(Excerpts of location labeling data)
:::::
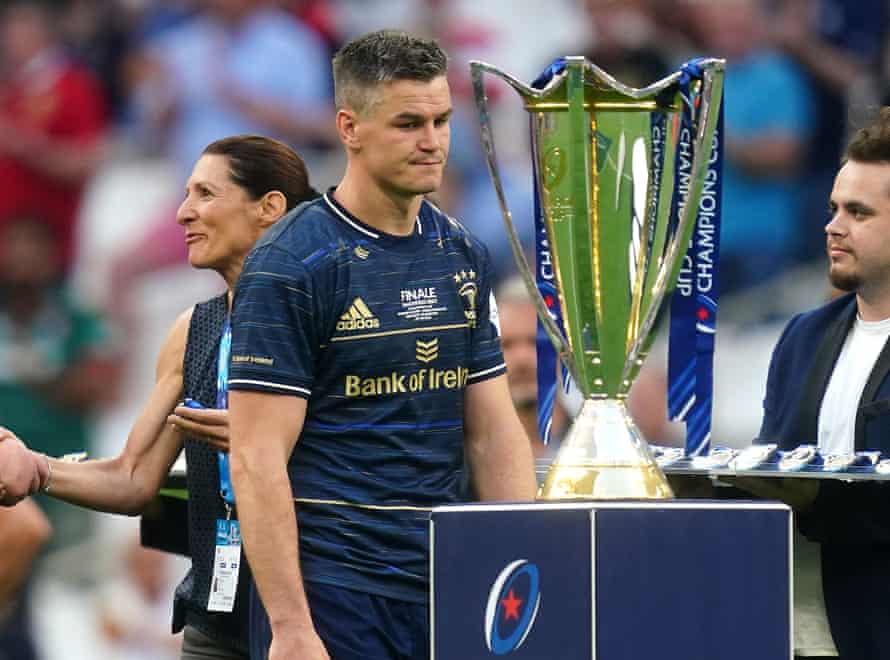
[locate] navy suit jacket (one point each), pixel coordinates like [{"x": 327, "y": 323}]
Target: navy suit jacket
[{"x": 850, "y": 520}]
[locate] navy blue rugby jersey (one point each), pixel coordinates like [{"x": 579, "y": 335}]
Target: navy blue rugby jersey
[{"x": 382, "y": 335}]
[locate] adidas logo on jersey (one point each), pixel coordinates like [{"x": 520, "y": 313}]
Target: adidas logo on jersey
[{"x": 358, "y": 317}]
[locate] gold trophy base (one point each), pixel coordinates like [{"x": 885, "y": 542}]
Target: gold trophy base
[{"x": 604, "y": 457}]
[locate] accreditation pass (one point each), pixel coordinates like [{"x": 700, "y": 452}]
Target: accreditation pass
[{"x": 226, "y": 564}]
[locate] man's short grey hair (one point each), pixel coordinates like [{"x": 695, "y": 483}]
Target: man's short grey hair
[{"x": 377, "y": 58}]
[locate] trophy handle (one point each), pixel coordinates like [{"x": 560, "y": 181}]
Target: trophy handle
[
  {"x": 711, "y": 95},
  {"x": 477, "y": 71}
]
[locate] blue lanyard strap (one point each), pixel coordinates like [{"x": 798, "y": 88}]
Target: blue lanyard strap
[{"x": 222, "y": 402}]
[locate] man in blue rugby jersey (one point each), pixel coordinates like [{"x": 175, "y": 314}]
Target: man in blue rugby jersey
[{"x": 365, "y": 365}]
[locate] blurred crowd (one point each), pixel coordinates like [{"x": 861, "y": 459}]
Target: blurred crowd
[{"x": 106, "y": 104}]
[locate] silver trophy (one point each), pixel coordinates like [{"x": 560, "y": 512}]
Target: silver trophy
[{"x": 611, "y": 162}]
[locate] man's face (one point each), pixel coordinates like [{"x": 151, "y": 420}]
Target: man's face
[
  {"x": 518, "y": 334},
  {"x": 858, "y": 235},
  {"x": 402, "y": 140},
  {"x": 28, "y": 255}
]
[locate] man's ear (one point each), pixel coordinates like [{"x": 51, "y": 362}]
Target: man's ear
[
  {"x": 347, "y": 128},
  {"x": 273, "y": 205}
]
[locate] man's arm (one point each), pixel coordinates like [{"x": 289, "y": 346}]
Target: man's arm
[
  {"x": 498, "y": 449},
  {"x": 125, "y": 484},
  {"x": 264, "y": 430}
]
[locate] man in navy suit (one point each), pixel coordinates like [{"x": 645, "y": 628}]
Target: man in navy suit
[{"x": 828, "y": 385}]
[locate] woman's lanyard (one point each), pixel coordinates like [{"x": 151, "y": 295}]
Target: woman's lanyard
[{"x": 222, "y": 402}]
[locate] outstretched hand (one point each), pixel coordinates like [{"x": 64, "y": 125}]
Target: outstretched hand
[
  {"x": 209, "y": 425},
  {"x": 22, "y": 471}
]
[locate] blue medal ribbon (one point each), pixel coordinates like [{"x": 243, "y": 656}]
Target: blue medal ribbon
[
  {"x": 694, "y": 304},
  {"x": 222, "y": 402}
]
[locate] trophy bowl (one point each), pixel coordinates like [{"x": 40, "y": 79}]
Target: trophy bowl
[{"x": 618, "y": 174}]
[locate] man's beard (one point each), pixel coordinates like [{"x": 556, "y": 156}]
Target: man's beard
[{"x": 844, "y": 281}]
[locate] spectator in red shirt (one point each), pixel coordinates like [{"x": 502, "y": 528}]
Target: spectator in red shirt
[{"x": 52, "y": 122}]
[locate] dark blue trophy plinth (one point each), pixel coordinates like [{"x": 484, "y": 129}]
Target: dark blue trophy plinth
[{"x": 680, "y": 580}]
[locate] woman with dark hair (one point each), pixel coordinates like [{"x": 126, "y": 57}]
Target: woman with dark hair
[{"x": 239, "y": 187}]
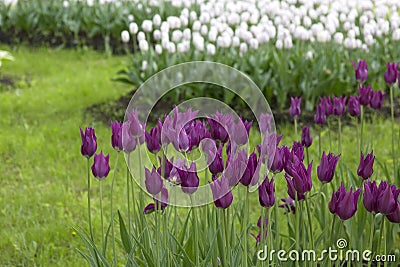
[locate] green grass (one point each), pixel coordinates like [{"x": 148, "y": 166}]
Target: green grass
[{"x": 42, "y": 174}]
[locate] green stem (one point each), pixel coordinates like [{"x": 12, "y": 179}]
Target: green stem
[
  {"x": 371, "y": 236},
  {"x": 112, "y": 212},
  {"x": 245, "y": 225},
  {"x": 128, "y": 188},
  {"x": 89, "y": 208},
  {"x": 362, "y": 128},
  {"x": 102, "y": 218},
  {"x": 393, "y": 137},
  {"x": 340, "y": 134},
  {"x": 309, "y": 222}
]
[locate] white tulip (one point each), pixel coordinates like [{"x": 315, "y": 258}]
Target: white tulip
[
  {"x": 157, "y": 20},
  {"x": 125, "y": 37},
  {"x": 187, "y": 34},
  {"x": 133, "y": 28},
  {"x": 147, "y": 25},
  {"x": 196, "y": 26},
  {"x": 143, "y": 45}
]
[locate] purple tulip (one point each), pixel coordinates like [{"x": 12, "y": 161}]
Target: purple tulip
[
  {"x": 217, "y": 165},
  {"x": 343, "y": 203},
  {"x": 116, "y": 137},
  {"x": 153, "y": 181},
  {"x": 189, "y": 179},
  {"x": 361, "y": 70},
  {"x": 236, "y": 169},
  {"x": 327, "y": 105},
  {"x": 288, "y": 204},
  {"x": 327, "y": 166},
  {"x": 101, "y": 167},
  {"x": 129, "y": 142},
  {"x": 306, "y": 139},
  {"x": 266, "y": 193},
  {"x": 164, "y": 200},
  {"x": 278, "y": 162},
  {"x": 320, "y": 117},
  {"x": 153, "y": 138},
  {"x": 376, "y": 99},
  {"x": 265, "y": 123},
  {"x": 89, "y": 142},
  {"x": 391, "y": 73},
  {"x": 394, "y": 217},
  {"x": 219, "y": 123},
  {"x": 364, "y": 95},
  {"x": 221, "y": 192},
  {"x": 250, "y": 170},
  {"x": 339, "y": 104},
  {"x": 365, "y": 168},
  {"x": 291, "y": 190},
  {"x": 302, "y": 177},
  {"x": 295, "y": 106},
  {"x": 136, "y": 128},
  {"x": 386, "y": 202},
  {"x": 353, "y": 106},
  {"x": 298, "y": 150}
]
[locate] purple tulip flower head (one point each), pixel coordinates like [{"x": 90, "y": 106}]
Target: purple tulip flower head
[
  {"x": 376, "y": 99},
  {"x": 366, "y": 166},
  {"x": 89, "y": 142},
  {"x": 129, "y": 142},
  {"x": 327, "y": 166},
  {"x": 278, "y": 162},
  {"x": 265, "y": 123},
  {"x": 339, "y": 104},
  {"x": 306, "y": 139},
  {"x": 361, "y": 70},
  {"x": 391, "y": 73},
  {"x": 153, "y": 181},
  {"x": 266, "y": 193},
  {"x": 221, "y": 192},
  {"x": 302, "y": 177},
  {"x": 153, "y": 138},
  {"x": 364, "y": 94},
  {"x": 388, "y": 196},
  {"x": 320, "y": 117},
  {"x": 164, "y": 200},
  {"x": 353, "y": 106},
  {"x": 291, "y": 189},
  {"x": 394, "y": 217},
  {"x": 295, "y": 106},
  {"x": 101, "y": 167},
  {"x": 189, "y": 179},
  {"x": 116, "y": 137},
  {"x": 343, "y": 203},
  {"x": 288, "y": 204},
  {"x": 250, "y": 170},
  {"x": 327, "y": 105}
]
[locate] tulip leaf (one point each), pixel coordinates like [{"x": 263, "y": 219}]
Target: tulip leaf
[{"x": 124, "y": 234}]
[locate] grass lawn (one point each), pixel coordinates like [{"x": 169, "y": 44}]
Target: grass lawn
[{"x": 42, "y": 174}]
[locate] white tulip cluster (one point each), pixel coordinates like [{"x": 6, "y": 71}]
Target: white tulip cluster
[{"x": 248, "y": 25}]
:::::
* Challenge:
Copy every line of the data exactly as written, excluding the pictures.

* Result for this task:
[locate] navy suit jacket (one point each), pixel coordinates like [{"x": 327, "y": 323}]
Target: navy suit jacket
[{"x": 850, "y": 520}]
[locate] navy blue rugby jersey (one point each), pixel coordinates like [{"x": 579, "y": 335}]
Target: navy blue rugby jersey
[{"x": 382, "y": 335}]
[locate] adidas logo on jersey (one point each), pixel coordinates like [{"x": 520, "y": 313}]
Target: adidas logo on jersey
[{"x": 358, "y": 317}]
[locate] gold trophy base (one point each), pixel coordinates like [{"x": 885, "y": 542}]
Target: gold trophy base
[{"x": 604, "y": 457}]
[locate] accreditation pass (one point each), pixel coordinates like [{"x": 700, "y": 452}]
Target: accreditation pass
[{"x": 226, "y": 564}]
[locate] man's short grey hair (one point each), pixel coordinates like [{"x": 695, "y": 483}]
Target: man's short grey hair
[{"x": 377, "y": 58}]
[locate] trophy handle (one point each), pixel coordinates like [{"x": 560, "y": 181}]
Target: trophy handle
[
  {"x": 711, "y": 95},
  {"x": 477, "y": 71}
]
[locate] blue lanyard strap (one point each), pixel coordinates like [{"x": 798, "y": 88}]
Target: blue lanyard strap
[{"x": 222, "y": 402}]
[locate] man in blue rugby jersey (one point each), pixel coordinates like [{"x": 175, "y": 314}]
Target: man in blue rugby jersey
[{"x": 365, "y": 365}]
[locate] blurred crowd (one point each), pixel coordinates like [{"x": 861, "y": 459}]
Target: blurred crowd
[{"x": 106, "y": 104}]
[locate] silver trophy (one point each), pixel coordinates like [{"x": 560, "y": 512}]
Target: silver trophy
[{"x": 611, "y": 162}]
[locate] man's face (one point each), pixel coordinates like [{"x": 151, "y": 420}]
Target: man's face
[
  {"x": 518, "y": 334},
  {"x": 858, "y": 235},
  {"x": 402, "y": 140},
  {"x": 28, "y": 255}
]
[locate] man's ear (one point each), pixel coordinates like [{"x": 51, "y": 362}]
Target: man's ear
[
  {"x": 347, "y": 128},
  {"x": 273, "y": 205}
]
[locate] man's arm (one point each), pixel coordinates like [{"x": 289, "y": 346}]
Target: man's arm
[
  {"x": 498, "y": 449},
  {"x": 125, "y": 484},
  {"x": 264, "y": 430}
]
[locate] man in navy suit (one point each), pixel coordinates like [{"x": 645, "y": 628}]
Target: man in navy suit
[{"x": 828, "y": 385}]
[locate] woman's lanyard (one point each), pixel coordinates like [{"x": 151, "y": 295}]
Target: woman's lanyard
[{"x": 222, "y": 402}]
[locate] outstretched hand (one point each), pixel coordinates like [{"x": 64, "y": 125}]
Target: outstretched hand
[
  {"x": 209, "y": 425},
  {"x": 22, "y": 471}
]
[locate] blue medal ribbon (one point each), pixel coordinates like [{"x": 243, "y": 656}]
Target: blue medal ribbon
[
  {"x": 694, "y": 304},
  {"x": 222, "y": 402}
]
[locate] trophy bowl (one point each), pixel coordinates like [{"x": 40, "y": 79}]
Target: trophy bowl
[{"x": 618, "y": 174}]
[locate] man's beard (one point each), pixel coordinates like [{"x": 556, "y": 156}]
Target: man's beard
[{"x": 844, "y": 281}]
[locate] spectator in red shirt (one point each), pixel coordinates like [{"x": 502, "y": 528}]
Target: spectator in red shirt
[{"x": 52, "y": 122}]
[locate] dark blue trophy plinth (one point each), pixel coordinates like [{"x": 484, "y": 129}]
Target: dark blue trophy plinth
[{"x": 680, "y": 580}]
[locate] woman with dark hair (one point each), pixel coordinates like [{"x": 126, "y": 57}]
Target: woman with dark hair
[{"x": 239, "y": 187}]
[locate] green grass (one point each), pixel coordinates like [{"x": 148, "y": 166}]
Target: green grass
[{"x": 42, "y": 174}]
[locate] green stem (one point each), pixel coordinates like [{"x": 12, "y": 179}]
Target: green stem
[
  {"x": 371, "y": 236},
  {"x": 112, "y": 212},
  {"x": 245, "y": 225},
  {"x": 128, "y": 188},
  {"x": 89, "y": 208},
  {"x": 362, "y": 128},
  {"x": 102, "y": 218},
  {"x": 393, "y": 137},
  {"x": 340, "y": 134},
  {"x": 309, "y": 222}
]
[locate] white tulip (one point each), pixel coordinates like [{"x": 315, "y": 258}]
Target: white tulip
[
  {"x": 157, "y": 20},
  {"x": 125, "y": 37},
  {"x": 187, "y": 34},
  {"x": 133, "y": 28},
  {"x": 147, "y": 25},
  {"x": 196, "y": 26},
  {"x": 143, "y": 45}
]
[locate] purple tulip (one point each), pixel coordinates like [{"x": 12, "y": 161}]
Target: purple tulip
[
  {"x": 217, "y": 165},
  {"x": 343, "y": 203},
  {"x": 116, "y": 137},
  {"x": 153, "y": 181},
  {"x": 189, "y": 179},
  {"x": 361, "y": 70},
  {"x": 236, "y": 169},
  {"x": 327, "y": 105},
  {"x": 288, "y": 204},
  {"x": 327, "y": 166},
  {"x": 101, "y": 167},
  {"x": 129, "y": 142},
  {"x": 306, "y": 139},
  {"x": 266, "y": 193},
  {"x": 164, "y": 200},
  {"x": 278, "y": 162},
  {"x": 320, "y": 117},
  {"x": 153, "y": 138},
  {"x": 376, "y": 99},
  {"x": 265, "y": 123},
  {"x": 89, "y": 142},
  {"x": 391, "y": 73},
  {"x": 394, "y": 217},
  {"x": 219, "y": 123},
  {"x": 364, "y": 95},
  {"x": 221, "y": 192},
  {"x": 250, "y": 170},
  {"x": 339, "y": 104},
  {"x": 365, "y": 168},
  {"x": 291, "y": 190},
  {"x": 302, "y": 177},
  {"x": 295, "y": 106},
  {"x": 136, "y": 128},
  {"x": 386, "y": 202},
  {"x": 353, "y": 106},
  {"x": 298, "y": 150}
]
[locate] purple tulip flower head (one point each), pixel coordinates like [{"x": 90, "y": 106}]
Target: purple tulip flower head
[
  {"x": 376, "y": 99},
  {"x": 366, "y": 166},
  {"x": 89, "y": 142},
  {"x": 129, "y": 142},
  {"x": 327, "y": 166},
  {"x": 278, "y": 162},
  {"x": 265, "y": 123},
  {"x": 339, "y": 104},
  {"x": 306, "y": 139},
  {"x": 361, "y": 70},
  {"x": 391, "y": 73},
  {"x": 153, "y": 181},
  {"x": 266, "y": 193},
  {"x": 221, "y": 192},
  {"x": 302, "y": 177},
  {"x": 153, "y": 138},
  {"x": 364, "y": 94},
  {"x": 388, "y": 196},
  {"x": 320, "y": 117},
  {"x": 164, "y": 200},
  {"x": 353, "y": 106},
  {"x": 291, "y": 189},
  {"x": 394, "y": 217},
  {"x": 295, "y": 106},
  {"x": 101, "y": 167},
  {"x": 189, "y": 179},
  {"x": 116, "y": 137},
  {"x": 343, "y": 203},
  {"x": 288, "y": 204},
  {"x": 250, "y": 170},
  {"x": 327, "y": 105}
]
[locate] tulip leaf (one point each), pixel coordinates like [{"x": 263, "y": 219}]
Target: tulip leaf
[{"x": 124, "y": 234}]
[locate] grass lawn (one point each), pixel coordinates like [{"x": 169, "y": 44}]
Target: grass lawn
[{"x": 42, "y": 174}]
[locate] white tulip cluster (one point each), pixel coordinates like [{"x": 6, "y": 71}]
Target: white tulip cluster
[{"x": 248, "y": 25}]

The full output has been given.